● **PROBLEM**
Rewrite the records below, replacing "one dot per instance" with "one point per instance" and leaving everything else unchanged.

Start of RECORDS FOR PROCESSING

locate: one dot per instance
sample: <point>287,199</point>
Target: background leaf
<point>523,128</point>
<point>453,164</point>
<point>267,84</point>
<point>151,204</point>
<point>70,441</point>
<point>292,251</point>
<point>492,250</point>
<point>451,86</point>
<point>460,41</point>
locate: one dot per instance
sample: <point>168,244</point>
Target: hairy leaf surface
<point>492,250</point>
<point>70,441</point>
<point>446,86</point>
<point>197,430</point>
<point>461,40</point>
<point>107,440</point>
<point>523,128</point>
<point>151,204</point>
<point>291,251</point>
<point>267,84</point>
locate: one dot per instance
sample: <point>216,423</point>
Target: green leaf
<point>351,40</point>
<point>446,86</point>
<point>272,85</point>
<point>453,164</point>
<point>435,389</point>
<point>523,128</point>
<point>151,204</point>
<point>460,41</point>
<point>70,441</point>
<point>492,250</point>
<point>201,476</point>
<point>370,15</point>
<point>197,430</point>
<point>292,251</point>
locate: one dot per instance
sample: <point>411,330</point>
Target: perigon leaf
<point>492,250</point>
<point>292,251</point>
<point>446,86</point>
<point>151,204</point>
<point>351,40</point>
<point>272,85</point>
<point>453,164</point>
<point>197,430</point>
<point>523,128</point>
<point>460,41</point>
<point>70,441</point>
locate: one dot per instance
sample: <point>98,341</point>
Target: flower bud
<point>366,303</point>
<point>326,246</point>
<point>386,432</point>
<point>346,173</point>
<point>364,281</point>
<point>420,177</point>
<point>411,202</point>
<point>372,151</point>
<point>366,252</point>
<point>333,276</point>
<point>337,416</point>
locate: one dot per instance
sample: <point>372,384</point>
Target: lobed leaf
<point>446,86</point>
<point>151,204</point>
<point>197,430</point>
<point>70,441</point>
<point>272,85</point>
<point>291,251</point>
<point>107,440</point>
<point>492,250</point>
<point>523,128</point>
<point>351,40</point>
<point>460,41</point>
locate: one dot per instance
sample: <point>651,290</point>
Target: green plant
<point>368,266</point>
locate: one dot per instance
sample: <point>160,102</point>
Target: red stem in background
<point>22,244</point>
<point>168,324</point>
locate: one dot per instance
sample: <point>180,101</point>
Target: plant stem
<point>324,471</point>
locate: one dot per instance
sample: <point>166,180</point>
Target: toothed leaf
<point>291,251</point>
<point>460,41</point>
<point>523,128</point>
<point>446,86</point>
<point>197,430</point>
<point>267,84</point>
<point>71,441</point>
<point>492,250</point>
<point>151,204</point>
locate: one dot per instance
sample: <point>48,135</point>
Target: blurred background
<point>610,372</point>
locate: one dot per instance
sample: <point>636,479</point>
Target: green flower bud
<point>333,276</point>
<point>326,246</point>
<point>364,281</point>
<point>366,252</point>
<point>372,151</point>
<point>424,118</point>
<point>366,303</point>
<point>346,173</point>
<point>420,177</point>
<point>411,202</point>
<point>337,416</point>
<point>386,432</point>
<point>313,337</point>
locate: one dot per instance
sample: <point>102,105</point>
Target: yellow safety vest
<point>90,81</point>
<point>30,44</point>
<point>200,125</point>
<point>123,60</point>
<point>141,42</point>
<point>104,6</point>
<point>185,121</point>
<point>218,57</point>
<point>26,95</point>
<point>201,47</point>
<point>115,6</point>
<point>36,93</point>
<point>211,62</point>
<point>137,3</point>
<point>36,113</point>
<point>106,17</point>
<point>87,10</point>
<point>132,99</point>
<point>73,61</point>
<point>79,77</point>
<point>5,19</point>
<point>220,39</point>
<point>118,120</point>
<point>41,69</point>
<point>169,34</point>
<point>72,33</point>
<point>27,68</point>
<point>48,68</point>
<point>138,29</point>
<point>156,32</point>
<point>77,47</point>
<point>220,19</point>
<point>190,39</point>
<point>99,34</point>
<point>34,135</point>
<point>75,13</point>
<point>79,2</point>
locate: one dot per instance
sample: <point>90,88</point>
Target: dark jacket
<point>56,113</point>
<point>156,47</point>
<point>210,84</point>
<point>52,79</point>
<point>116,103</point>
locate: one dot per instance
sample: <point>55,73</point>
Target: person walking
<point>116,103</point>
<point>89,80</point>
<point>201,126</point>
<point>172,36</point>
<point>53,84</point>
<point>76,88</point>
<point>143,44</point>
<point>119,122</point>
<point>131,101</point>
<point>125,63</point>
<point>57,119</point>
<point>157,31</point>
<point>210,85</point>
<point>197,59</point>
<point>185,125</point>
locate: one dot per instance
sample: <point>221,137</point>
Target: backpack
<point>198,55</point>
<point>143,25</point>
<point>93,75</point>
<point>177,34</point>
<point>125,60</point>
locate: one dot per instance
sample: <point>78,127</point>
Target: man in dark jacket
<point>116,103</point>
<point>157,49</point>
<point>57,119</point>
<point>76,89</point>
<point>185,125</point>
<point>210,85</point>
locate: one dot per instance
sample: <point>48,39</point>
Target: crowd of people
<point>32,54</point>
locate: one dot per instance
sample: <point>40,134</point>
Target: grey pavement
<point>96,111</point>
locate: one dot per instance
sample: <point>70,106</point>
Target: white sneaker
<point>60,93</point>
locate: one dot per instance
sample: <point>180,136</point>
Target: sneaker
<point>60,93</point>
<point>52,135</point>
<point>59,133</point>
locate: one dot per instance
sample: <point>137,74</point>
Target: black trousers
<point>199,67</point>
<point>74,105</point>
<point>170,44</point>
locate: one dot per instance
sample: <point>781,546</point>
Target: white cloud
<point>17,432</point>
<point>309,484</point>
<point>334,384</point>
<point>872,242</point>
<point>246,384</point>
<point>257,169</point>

End of RECORDS FOR PROCESSING

● **SOLUTION TO THE PROBLEM**
locate: one point per instance
sample: <point>287,199</point>
Target: background leaf
<point>523,128</point>
<point>453,164</point>
<point>267,84</point>
<point>151,204</point>
<point>70,441</point>
<point>292,251</point>
<point>492,250</point>
<point>451,86</point>
<point>460,41</point>
locate: one point per instance
sample: <point>168,244</point>
Target: hairy leaf surface
<point>492,250</point>
<point>70,441</point>
<point>446,86</point>
<point>197,430</point>
<point>461,40</point>
<point>107,440</point>
<point>523,128</point>
<point>151,204</point>
<point>291,251</point>
<point>267,84</point>
locate: one point per instance
sample: <point>216,423</point>
Target: green leaf
<point>351,40</point>
<point>446,86</point>
<point>272,85</point>
<point>453,164</point>
<point>435,389</point>
<point>523,128</point>
<point>151,204</point>
<point>460,41</point>
<point>70,441</point>
<point>492,250</point>
<point>201,476</point>
<point>370,15</point>
<point>197,430</point>
<point>292,251</point>
locate: one point per instance
sample: <point>411,330</point>
Target: perigon leaf
<point>492,250</point>
<point>292,251</point>
<point>446,86</point>
<point>151,204</point>
<point>351,40</point>
<point>272,85</point>
<point>453,164</point>
<point>197,430</point>
<point>523,128</point>
<point>460,41</point>
<point>70,441</point>
locate: one point per instance
sample: <point>98,341</point>
Target: flower bud
<point>366,303</point>
<point>326,246</point>
<point>386,432</point>
<point>346,173</point>
<point>364,281</point>
<point>420,177</point>
<point>411,202</point>
<point>372,151</point>
<point>366,252</point>
<point>333,276</point>
<point>337,416</point>
locate: one point per instance
sample: <point>372,384</point>
Target: lobed leaf
<point>446,86</point>
<point>151,204</point>
<point>197,430</point>
<point>70,441</point>
<point>272,85</point>
<point>291,251</point>
<point>107,440</point>
<point>492,250</point>
<point>523,128</point>
<point>351,40</point>
<point>460,41</point>
locate: one point per instance
sample: <point>651,290</point>
Target: green plant
<point>368,266</point>
locate: one point per instance
sample: <point>160,102</point>
Target: red stem in background
<point>22,244</point>
<point>168,324</point>
locate: one point per instance
sample: <point>180,101</point>
Target: plant stem
<point>324,471</point>
locate: one point per instance
sample: <point>166,180</point>
Target: toothed leaf
<point>291,251</point>
<point>460,41</point>
<point>523,128</point>
<point>446,86</point>
<point>197,430</point>
<point>267,84</point>
<point>71,441</point>
<point>492,250</point>
<point>151,204</point>
locate: one point per instance
sample: <point>48,135</point>
Target: blurred background
<point>610,372</point>
locate: one point per instance
sample: <point>636,479</point>
Target: green flower bud
<point>333,276</point>
<point>326,246</point>
<point>364,281</point>
<point>366,252</point>
<point>372,151</point>
<point>424,118</point>
<point>366,303</point>
<point>346,173</point>
<point>420,177</point>
<point>411,202</point>
<point>337,416</point>
<point>386,432</point>
<point>313,337</point>
locate: one point per instance
sample: <point>102,105</point>
Target: yellow safety vest
<point>90,81</point>
<point>30,44</point>
<point>200,125</point>
<point>123,60</point>
<point>141,42</point>
<point>104,6</point>
<point>185,121</point>
<point>218,57</point>
<point>26,95</point>
<point>201,47</point>
<point>115,6</point>
<point>36,93</point>
<point>211,62</point>
<point>137,3</point>
<point>36,113</point>
<point>106,17</point>
<point>87,10</point>
<point>132,99</point>
<point>73,61</point>
<point>79,77</point>
<point>5,19</point>
<point>220,39</point>
<point>118,120</point>
<point>41,69</point>
<point>169,34</point>
<point>72,33</point>
<point>27,68</point>
<point>48,68</point>
<point>138,29</point>
<point>156,32</point>
<point>77,47</point>
<point>220,19</point>
<point>190,39</point>
<point>99,34</point>
<point>34,135</point>
<point>75,13</point>
<point>79,2</point>
locate: one point per instance
sample: <point>90,88</point>
Target: dark jacket
<point>56,113</point>
<point>156,47</point>
<point>210,84</point>
<point>52,79</point>
<point>116,103</point>
locate: one point per instance
sample: <point>55,73</point>
Target: person walking
<point>116,103</point>
<point>89,80</point>
<point>201,126</point>
<point>172,36</point>
<point>53,84</point>
<point>76,88</point>
<point>143,44</point>
<point>119,122</point>
<point>131,101</point>
<point>125,63</point>
<point>57,119</point>
<point>157,31</point>
<point>210,85</point>
<point>197,59</point>
<point>185,125</point>
locate: one point per instance
sample: <point>221,137</point>
Target: backpack
<point>198,55</point>
<point>143,25</point>
<point>93,75</point>
<point>177,34</point>
<point>125,60</point>
locate: one point per instance
sample: <point>78,127</point>
Target: man in dark jacket
<point>116,103</point>
<point>157,49</point>
<point>57,119</point>
<point>76,89</point>
<point>185,125</point>
<point>210,85</point>
locate: one point per instance
sample: <point>48,39</point>
Target: crowd of people
<point>32,54</point>
locate: one point per instance
sample: <point>40,134</point>
Target: grey pavement
<point>96,111</point>
locate: one point per instance
sample: <point>70,106</point>
Target: white sneaker
<point>60,93</point>
locate: one point per instance
sample: <point>180,136</point>
Target: sneaker
<point>60,93</point>
<point>52,135</point>
<point>59,133</point>
locate: one point per instance
sample: <point>137,74</point>
Target: black trousers
<point>199,67</point>
<point>74,105</point>
<point>170,44</point>
locate: one point per instance
sample: <point>781,546</point>
Target: white cloud
<point>17,432</point>
<point>309,484</point>
<point>334,384</point>
<point>872,242</point>
<point>246,384</point>
<point>257,169</point>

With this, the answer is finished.